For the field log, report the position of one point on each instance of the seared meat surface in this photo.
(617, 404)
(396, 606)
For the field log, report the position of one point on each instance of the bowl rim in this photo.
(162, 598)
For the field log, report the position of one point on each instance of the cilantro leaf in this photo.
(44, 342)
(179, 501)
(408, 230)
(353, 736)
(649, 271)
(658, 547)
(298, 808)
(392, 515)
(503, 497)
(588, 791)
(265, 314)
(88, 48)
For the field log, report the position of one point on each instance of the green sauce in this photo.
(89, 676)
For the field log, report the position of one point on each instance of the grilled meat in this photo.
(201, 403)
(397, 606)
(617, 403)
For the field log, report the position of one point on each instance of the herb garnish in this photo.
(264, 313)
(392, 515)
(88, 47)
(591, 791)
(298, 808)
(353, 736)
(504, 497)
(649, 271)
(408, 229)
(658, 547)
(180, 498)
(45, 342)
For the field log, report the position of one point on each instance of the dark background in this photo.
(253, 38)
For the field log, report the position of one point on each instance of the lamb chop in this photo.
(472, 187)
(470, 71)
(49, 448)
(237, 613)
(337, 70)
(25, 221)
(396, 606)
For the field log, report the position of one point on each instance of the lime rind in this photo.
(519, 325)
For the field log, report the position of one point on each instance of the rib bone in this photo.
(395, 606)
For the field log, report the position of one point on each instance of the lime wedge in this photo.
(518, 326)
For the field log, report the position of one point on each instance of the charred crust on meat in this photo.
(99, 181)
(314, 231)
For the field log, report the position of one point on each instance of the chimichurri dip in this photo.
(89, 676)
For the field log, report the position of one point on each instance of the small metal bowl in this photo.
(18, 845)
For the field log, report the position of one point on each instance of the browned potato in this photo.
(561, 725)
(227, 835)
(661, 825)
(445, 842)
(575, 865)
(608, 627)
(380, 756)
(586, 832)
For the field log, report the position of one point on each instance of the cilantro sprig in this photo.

============================================================

**YOUR GOAL**
Give a word-for-word copy of the records.

**RIGHT ANSWER**
For the field log, report the position of one point on each instance of the seared meat surface in this photo.
(617, 404)
(396, 606)
For the field log, report the position of one point on each instance of the bowl rim in this photo.
(162, 598)
For the field log, report the position of one point on each instance of the cilantro leaf in this photo.
(44, 342)
(179, 501)
(408, 230)
(353, 736)
(649, 271)
(658, 547)
(298, 808)
(392, 515)
(503, 497)
(588, 791)
(265, 314)
(88, 48)
For the field log, report the position of one point on each instance of the green sauce in this photo.
(89, 676)
For the field log, report the position of one point on each instance of the grilled meat in this photo.
(201, 403)
(397, 606)
(617, 403)
For the field log, report the position of one point on each instance of the herb garnish in this photo.
(264, 313)
(392, 515)
(88, 47)
(591, 791)
(298, 808)
(353, 736)
(504, 497)
(649, 271)
(408, 229)
(658, 547)
(180, 498)
(45, 342)
For the field log, report the position of one point on each instance of the dark background in this photo.
(253, 38)
For the field log, report the position of one point on each instance of the lamb chop in this photo.
(472, 187)
(470, 71)
(49, 448)
(237, 613)
(337, 70)
(25, 221)
(396, 606)
For the field log, report the position of one point on each instance of the lime rind in this photo.
(519, 325)
For the field log, report the position of one point on each instance of the rib bone in this photo.
(395, 606)
For the field log, report the position of one point on each instance of the lime wedge in this photo.
(518, 326)
For the field log, report the position of one point on each instance of the charred crust on meat in this photo.
(99, 181)
(314, 231)
For the field log, report the position of one point on each instance of the chimichurri dip in this photo.
(89, 676)
For the field log, report the position of one point on each instance of the small metal bowl in this photo.
(18, 845)
For the field log, report the position of one point on each instance of the browned potato in this photo.
(561, 725)
(227, 835)
(661, 825)
(445, 842)
(575, 865)
(608, 627)
(380, 756)
(586, 832)
For the field log, report the position of one point on each instance of the cilantro sprig in this photo.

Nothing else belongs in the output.